**Data shown:**
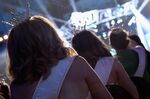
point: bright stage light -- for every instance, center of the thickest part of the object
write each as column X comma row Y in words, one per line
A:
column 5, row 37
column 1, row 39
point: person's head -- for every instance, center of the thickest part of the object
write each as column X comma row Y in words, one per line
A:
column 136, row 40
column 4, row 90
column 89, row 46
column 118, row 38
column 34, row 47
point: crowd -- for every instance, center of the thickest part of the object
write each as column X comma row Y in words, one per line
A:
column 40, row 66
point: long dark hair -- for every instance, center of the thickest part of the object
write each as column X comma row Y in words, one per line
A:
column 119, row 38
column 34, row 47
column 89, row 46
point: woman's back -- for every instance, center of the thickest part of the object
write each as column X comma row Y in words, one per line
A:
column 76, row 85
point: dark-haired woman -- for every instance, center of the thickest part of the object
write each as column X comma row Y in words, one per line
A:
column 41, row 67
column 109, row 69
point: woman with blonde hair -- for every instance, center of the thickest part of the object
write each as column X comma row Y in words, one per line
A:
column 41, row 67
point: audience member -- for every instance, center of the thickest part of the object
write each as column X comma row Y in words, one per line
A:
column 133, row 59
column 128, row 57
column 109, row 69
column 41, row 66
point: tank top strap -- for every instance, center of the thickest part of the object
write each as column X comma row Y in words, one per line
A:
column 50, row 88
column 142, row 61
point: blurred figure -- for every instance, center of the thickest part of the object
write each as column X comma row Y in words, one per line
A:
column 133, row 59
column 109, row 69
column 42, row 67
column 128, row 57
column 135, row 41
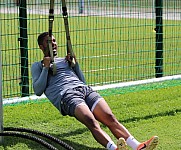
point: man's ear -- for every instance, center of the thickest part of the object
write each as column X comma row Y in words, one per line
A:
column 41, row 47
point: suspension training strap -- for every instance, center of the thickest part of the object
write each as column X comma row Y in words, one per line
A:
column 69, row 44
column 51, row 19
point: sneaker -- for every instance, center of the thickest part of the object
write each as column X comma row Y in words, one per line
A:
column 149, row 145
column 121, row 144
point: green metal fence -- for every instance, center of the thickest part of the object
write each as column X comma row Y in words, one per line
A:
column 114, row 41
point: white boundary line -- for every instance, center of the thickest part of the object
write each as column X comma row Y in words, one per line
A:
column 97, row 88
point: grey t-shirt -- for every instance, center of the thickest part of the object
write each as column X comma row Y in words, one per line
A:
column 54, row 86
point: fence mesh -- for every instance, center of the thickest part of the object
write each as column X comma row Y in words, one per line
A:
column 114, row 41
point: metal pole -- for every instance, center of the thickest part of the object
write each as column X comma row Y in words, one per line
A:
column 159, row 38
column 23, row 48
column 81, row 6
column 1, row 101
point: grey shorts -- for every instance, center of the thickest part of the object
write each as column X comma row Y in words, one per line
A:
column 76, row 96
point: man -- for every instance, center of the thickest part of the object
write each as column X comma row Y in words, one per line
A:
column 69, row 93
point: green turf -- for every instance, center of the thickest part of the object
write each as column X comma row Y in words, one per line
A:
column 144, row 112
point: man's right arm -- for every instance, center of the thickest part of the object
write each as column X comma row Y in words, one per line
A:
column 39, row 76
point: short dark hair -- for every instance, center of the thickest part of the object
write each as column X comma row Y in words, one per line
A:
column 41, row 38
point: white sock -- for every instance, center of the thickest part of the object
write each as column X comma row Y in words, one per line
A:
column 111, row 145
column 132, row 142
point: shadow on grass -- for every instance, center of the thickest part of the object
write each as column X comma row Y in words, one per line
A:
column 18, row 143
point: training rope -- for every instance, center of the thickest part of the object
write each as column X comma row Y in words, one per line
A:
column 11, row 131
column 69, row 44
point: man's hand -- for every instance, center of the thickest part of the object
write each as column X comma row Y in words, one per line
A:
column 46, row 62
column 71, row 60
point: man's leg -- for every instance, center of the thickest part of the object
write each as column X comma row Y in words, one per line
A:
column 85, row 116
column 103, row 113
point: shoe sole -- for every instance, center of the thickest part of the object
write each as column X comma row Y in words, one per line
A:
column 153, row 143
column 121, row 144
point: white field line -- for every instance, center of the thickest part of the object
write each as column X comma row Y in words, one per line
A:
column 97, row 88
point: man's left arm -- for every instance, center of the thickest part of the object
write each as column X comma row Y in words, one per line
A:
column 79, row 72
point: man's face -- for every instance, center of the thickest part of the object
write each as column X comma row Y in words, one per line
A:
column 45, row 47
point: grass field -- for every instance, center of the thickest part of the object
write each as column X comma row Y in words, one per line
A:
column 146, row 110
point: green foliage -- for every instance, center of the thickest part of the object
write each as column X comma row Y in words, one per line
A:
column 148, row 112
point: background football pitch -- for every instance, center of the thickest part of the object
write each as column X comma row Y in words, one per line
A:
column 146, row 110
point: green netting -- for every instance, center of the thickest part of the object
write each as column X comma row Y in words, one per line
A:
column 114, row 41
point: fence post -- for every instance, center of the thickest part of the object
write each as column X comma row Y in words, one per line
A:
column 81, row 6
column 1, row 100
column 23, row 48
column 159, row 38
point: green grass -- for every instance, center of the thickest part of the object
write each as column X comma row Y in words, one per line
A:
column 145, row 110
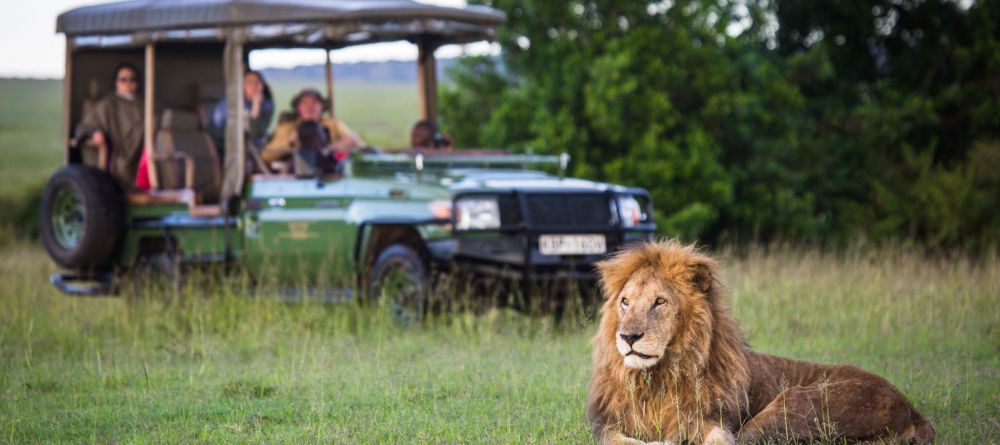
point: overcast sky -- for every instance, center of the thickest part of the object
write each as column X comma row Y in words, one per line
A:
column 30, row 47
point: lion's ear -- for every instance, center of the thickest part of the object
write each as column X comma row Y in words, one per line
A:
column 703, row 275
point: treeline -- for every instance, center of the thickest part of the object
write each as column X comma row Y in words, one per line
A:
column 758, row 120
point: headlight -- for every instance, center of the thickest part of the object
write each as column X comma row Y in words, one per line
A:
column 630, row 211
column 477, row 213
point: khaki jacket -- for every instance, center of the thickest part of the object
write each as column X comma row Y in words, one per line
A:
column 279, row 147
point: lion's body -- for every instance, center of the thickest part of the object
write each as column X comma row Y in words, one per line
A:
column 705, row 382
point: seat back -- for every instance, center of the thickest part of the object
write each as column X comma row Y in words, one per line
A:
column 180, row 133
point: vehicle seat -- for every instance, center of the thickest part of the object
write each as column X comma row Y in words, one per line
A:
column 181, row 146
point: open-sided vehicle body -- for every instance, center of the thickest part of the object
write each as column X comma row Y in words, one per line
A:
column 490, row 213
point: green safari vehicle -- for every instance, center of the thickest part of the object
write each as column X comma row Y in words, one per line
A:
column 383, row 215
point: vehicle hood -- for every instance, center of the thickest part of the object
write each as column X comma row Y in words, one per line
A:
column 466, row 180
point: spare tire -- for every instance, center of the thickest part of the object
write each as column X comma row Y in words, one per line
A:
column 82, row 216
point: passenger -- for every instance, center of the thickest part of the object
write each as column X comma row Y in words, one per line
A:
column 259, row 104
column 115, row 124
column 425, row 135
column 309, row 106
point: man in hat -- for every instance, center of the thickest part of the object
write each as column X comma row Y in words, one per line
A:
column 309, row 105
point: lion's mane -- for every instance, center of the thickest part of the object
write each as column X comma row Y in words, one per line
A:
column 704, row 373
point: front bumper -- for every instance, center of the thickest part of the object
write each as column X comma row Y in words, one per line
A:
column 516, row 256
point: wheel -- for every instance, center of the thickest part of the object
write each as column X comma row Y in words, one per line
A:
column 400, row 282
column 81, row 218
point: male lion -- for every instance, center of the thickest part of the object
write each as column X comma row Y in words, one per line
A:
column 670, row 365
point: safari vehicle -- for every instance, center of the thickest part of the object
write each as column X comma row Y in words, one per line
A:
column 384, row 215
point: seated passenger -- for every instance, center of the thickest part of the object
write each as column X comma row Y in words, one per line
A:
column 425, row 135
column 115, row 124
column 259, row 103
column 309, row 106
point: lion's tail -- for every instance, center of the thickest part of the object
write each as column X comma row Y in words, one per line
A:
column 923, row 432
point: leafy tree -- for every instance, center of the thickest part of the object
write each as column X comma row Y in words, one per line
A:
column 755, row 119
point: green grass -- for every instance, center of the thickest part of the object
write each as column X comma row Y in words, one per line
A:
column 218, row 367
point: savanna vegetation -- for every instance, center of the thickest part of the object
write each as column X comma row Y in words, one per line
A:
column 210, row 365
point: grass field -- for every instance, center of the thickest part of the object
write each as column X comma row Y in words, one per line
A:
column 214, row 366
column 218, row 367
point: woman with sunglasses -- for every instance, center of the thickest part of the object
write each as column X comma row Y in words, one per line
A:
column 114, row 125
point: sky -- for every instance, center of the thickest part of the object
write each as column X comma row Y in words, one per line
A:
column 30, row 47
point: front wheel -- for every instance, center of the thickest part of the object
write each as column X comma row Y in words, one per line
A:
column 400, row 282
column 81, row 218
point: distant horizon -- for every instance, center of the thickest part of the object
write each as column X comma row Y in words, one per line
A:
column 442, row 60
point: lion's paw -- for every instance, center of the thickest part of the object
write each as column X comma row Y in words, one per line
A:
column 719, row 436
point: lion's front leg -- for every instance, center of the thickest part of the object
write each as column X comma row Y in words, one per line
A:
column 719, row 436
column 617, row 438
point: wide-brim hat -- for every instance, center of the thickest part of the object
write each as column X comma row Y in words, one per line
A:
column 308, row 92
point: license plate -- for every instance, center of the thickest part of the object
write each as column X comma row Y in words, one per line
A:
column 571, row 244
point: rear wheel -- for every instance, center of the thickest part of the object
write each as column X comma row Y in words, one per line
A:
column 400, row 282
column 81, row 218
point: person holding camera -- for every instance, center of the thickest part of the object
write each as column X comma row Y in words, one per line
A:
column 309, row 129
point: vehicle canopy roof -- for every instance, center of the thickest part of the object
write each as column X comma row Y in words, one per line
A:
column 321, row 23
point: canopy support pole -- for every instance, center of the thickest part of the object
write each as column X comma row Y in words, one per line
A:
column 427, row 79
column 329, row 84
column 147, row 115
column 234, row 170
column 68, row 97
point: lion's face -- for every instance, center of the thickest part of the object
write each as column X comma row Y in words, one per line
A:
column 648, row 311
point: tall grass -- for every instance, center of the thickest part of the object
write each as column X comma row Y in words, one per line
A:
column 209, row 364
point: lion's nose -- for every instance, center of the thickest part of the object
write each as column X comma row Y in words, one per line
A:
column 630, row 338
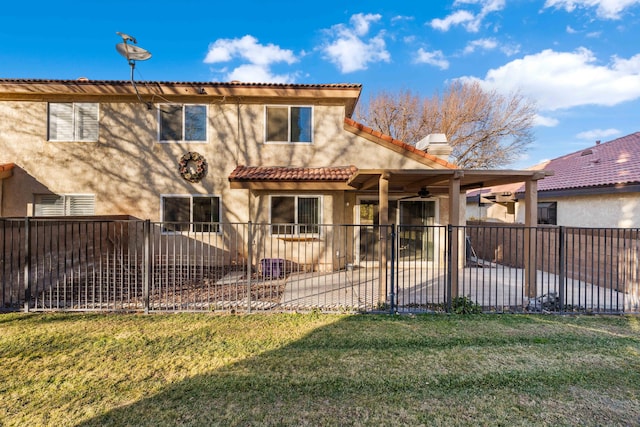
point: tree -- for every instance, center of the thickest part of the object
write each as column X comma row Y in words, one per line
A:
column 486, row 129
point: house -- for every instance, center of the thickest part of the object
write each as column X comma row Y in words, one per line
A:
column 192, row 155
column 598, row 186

**Task instructions:** Everything from the first line of the records through the line containing "point: audience member" should be repeated exactly, with the pictures left out.

**Result:**
point: bright stage light -- for every instance, center of the thickest part of the object
write each as column X comma row Y in words, one per line
A:
column 5, row 37
column 1, row 39
point: person's head -- for every instance, center of the thickest part of the object
write each as column X comma row Y in words, one per line
A:
column 136, row 40
column 4, row 90
column 89, row 46
column 118, row 38
column 34, row 47
point: crowd -- for every instance, center of the thickest part of the object
write each as column X comma row Y in words, one per line
A:
column 40, row 66
point: long dark hair -- for every instance, center of the thickest part of the object
write each as column X comma row Y in words, one per line
A:
column 119, row 38
column 34, row 47
column 89, row 46
point: woman's back -- for every instance, center of the thickest part of the object
write each as column X comma row Y in words, one per line
A:
column 76, row 85
point: dark-haired woman -- for every instance, center of the thickest part of the object
write each as column X comma row Y in words, one per line
A:
column 41, row 67
column 109, row 69
point: woman with blonde hair -- for every instance, center of the thickest part of the object
write each as column X comma row Y in words, one per line
A:
column 41, row 67
point: audience member -- for every instance, center of the thickest part of the object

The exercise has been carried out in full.